13. En vertu du paragraphe 2 de l’article 11, les restrictions
ou interdictions de réunion doivent i) être prévues par la loi,
ii) poursuivre un but autorisé et iii) être nécessaires dans une
société démocratique, proportionnées et non discriminatoires. Les
buts autorisés sont: la sécurité nationale, la sûreté publique,
la défense de l'ordre et la prévention du crime, la protection de
la santé ou de la morale, et la protection des droits et libertés
d'autrui.
14. Les autorités jouissent d'une marge d'appréciation considérable
pour déterminer si une réunion proposée présente un risque pour
la sûreté publique ou l'un des autres buts énoncés, qui pourrait
justifier une ingérence; mais une réunion pacifique jouit d'une
présomption favorable qui doit conduire à l'autoriser. Le fait d'exiger
une notification ou autorisation préalable n'est pas contraire à
l'exercice de ce droit, mais le refus d'une autorisation constitue
une ingérence, qui doit être justifiée par les critères rigoureux
du paragraphe 2. La violation peut être constituée même lorsque
la réunion a eu lieu en bravant une interdiction.

CONSIGNE: Quels buts autorisés le passage sur les restrictions au droit de réunion énumère-t-il ? Donnez-les tous. Les enregistrements qui suivent proviennent d'une autre source.

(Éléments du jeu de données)
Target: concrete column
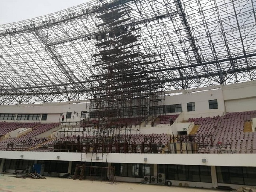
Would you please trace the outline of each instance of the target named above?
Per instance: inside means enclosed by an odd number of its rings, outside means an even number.
[[[217,174],[215,166],[211,166],[211,172],[212,175],[212,187],[216,188],[218,186],[217,180]]]
[[[109,178],[108,176],[109,175],[109,168],[110,168],[111,166],[111,163],[108,163],[108,170],[107,170],[107,177],[108,177],[108,178]]]
[[[67,169],[67,172],[71,174],[71,169],[72,169],[72,161],[70,161],[68,162],[68,168]]]
[[[157,176],[157,164],[154,164],[154,176]]]
[[[3,165],[5,162],[5,159],[2,159],[1,161],[1,164],[0,164],[0,172],[3,172]]]

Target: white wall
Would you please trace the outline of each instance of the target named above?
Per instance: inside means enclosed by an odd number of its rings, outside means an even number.
[[[166,96],[165,105],[181,104],[183,119],[184,119],[201,116],[222,115],[226,111],[231,112],[256,110],[256,81],[228,85],[219,85],[189,90],[175,90],[166,92],[167,93],[172,93],[182,94]],[[218,108],[210,110],[208,101],[213,99],[217,99]],[[83,102],[81,103],[77,102],[78,104],[75,104],[75,102],[0,105],[0,113],[47,113],[47,120],[44,122],[57,122],[61,120],[60,113],[64,113],[65,115],[67,111],[70,111],[73,113],[72,119],[68,120],[77,121],[77,117],[80,117],[81,111],[89,111],[89,103],[83,101]],[[195,103],[195,111],[187,111],[186,104],[188,102]],[[73,119],[75,111],[78,112],[78,114],[75,115]],[[28,121],[26,122],[29,122]]]
[[[227,112],[256,110],[256,81],[223,86]]]
[[[209,109],[208,101],[217,99],[218,109]],[[195,102],[195,111],[187,111],[187,103]],[[181,103],[184,119],[202,116],[221,115],[225,111],[223,96],[221,89],[198,92],[183,93],[178,95],[166,96],[166,105]]]
[[[61,113],[64,114],[65,121],[79,121],[81,111],[88,110],[89,104],[86,103],[47,103],[42,104],[0,105],[0,113],[48,114],[47,120],[43,121],[42,122],[54,122],[61,121]],[[66,113],[67,111],[72,113],[70,119],[66,119]],[[74,112],[78,113],[75,113]],[[41,115],[39,121],[22,121],[26,122],[39,122],[41,121]],[[17,116],[14,120],[5,121],[15,122],[17,121],[16,119]]]

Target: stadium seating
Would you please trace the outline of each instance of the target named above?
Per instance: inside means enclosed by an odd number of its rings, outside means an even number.
[[[40,134],[58,126],[59,123],[41,124],[38,123],[6,123],[9,126],[2,126],[2,130],[6,130],[6,134],[10,132],[9,127],[14,125],[17,128],[32,128],[32,131],[17,138],[3,138],[0,140],[0,149],[2,150],[27,150],[35,147],[49,140],[47,138],[36,138]],[[15,130],[16,129],[15,129]],[[12,143],[13,143],[12,145]]]
[[[256,153],[256,133],[244,132],[245,122],[250,121],[256,111],[227,113],[220,116],[189,119],[189,122],[200,126],[195,135],[213,136],[213,148],[217,145],[230,145],[240,153]]]

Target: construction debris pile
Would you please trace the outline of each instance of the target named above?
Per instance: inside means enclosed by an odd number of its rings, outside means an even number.
[[[46,178],[43,176],[37,173],[18,173],[15,177],[16,178],[22,178],[23,179],[26,178],[32,178],[35,179],[45,179]]]

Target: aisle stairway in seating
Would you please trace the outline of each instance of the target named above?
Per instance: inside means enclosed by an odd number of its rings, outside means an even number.
[[[191,131],[189,132],[189,134],[193,135],[196,133],[200,126],[200,125],[195,125]]]

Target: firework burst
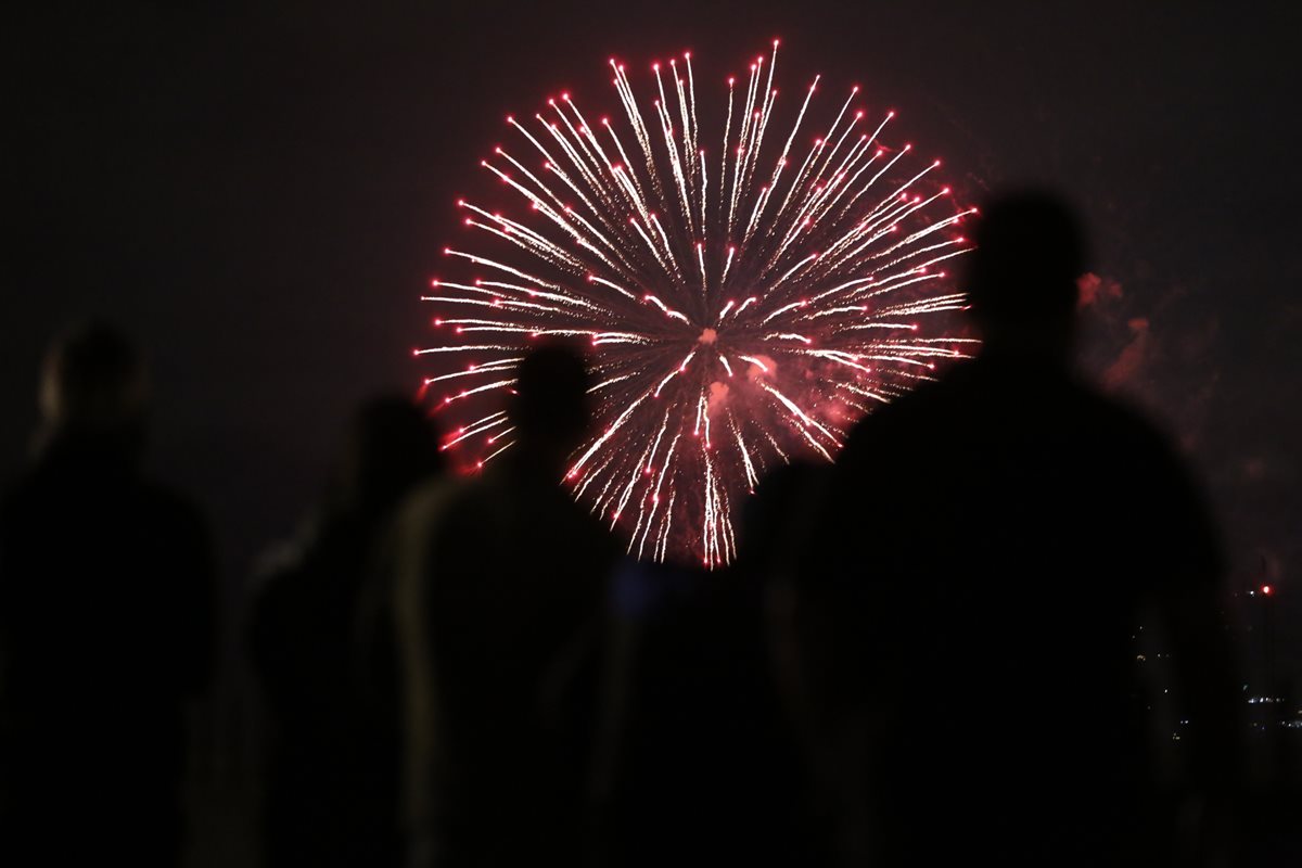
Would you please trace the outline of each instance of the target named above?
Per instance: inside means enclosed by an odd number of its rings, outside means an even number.
[[[690,53],[652,65],[641,102],[611,60],[618,122],[568,92],[508,117],[518,150],[482,165],[516,207],[458,202],[486,238],[445,249],[465,276],[424,297],[441,340],[417,355],[461,360],[424,385],[464,414],[444,449],[471,468],[514,442],[501,403],[530,341],[590,344],[596,424],[565,484],[637,557],[729,562],[767,467],[831,461],[874,403],[963,354],[935,315],[965,303],[944,269],[971,211],[939,161],[884,143],[894,112],[870,120],[858,87],[811,130],[815,77],[777,133],[776,60],[775,40],[728,79],[713,131]]]

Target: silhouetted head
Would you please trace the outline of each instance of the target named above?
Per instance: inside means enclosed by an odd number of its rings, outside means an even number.
[[[148,375],[135,346],[103,323],[55,341],[40,377],[46,441],[96,440],[138,445],[145,433]]]
[[[1065,359],[1085,271],[1072,208],[1042,190],[1001,195],[982,210],[973,241],[967,292],[987,350]]]
[[[345,497],[352,505],[388,509],[440,470],[437,432],[411,401],[383,396],[358,407],[344,458]]]
[[[589,422],[589,376],[570,342],[548,341],[519,363],[508,415],[521,445],[556,461],[578,448]]]

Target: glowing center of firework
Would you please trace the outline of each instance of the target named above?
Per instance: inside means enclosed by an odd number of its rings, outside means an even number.
[[[690,53],[652,68],[641,104],[611,61],[626,124],[589,122],[568,92],[508,117],[525,152],[482,165],[522,207],[458,202],[496,252],[445,249],[474,271],[426,297],[445,337],[417,353],[473,362],[426,380],[469,379],[436,398],[479,406],[444,444],[467,470],[514,444],[504,400],[530,342],[586,340],[596,418],[565,484],[637,557],[730,561],[737,502],[768,467],[831,461],[861,415],[963,355],[930,318],[965,305],[937,265],[965,252],[971,211],[928,177],[939,161],[881,139],[894,112],[866,120],[858,87],[814,133],[818,78],[775,120],[776,57],[775,42],[728,79],[717,126],[699,122]]]

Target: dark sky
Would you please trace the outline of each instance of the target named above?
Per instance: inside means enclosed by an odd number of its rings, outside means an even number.
[[[0,470],[44,344],[109,316],[156,366],[154,465],[237,578],[319,492],[349,407],[418,384],[417,297],[506,111],[562,86],[615,109],[612,53],[691,48],[704,87],[781,36],[785,87],[863,85],[969,198],[1034,180],[1085,210],[1088,370],[1178,437],[1237,580],[1264,569],[1302,612],[1285,4],[214,5],[47,7],[0,35]]]

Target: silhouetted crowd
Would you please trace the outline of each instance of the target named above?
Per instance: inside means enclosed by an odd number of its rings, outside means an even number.
[[[1216,531],[1073,373],[1072,212],[982,215],[975,358],[772,472],[729,569],[634,561],[560,485],[590,413],[566,344],[519,363],[516,442],[471,476],[424,410],[362,406],[242,631],[263,863],[1232,864]],[[141,471],[130,342],[79,328],[43,377],[0,514],[0,864],[177,864],[211,541]]]

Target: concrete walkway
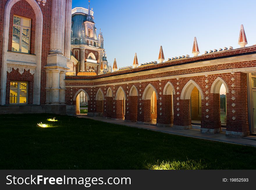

RÉSULTAT:
- la sécurité nationale
- la sûreté publique
- la défense de l'ordre et la prévention du crime
- la protection de la santé ou de la morale
- la protection des droits et libertés d'autrui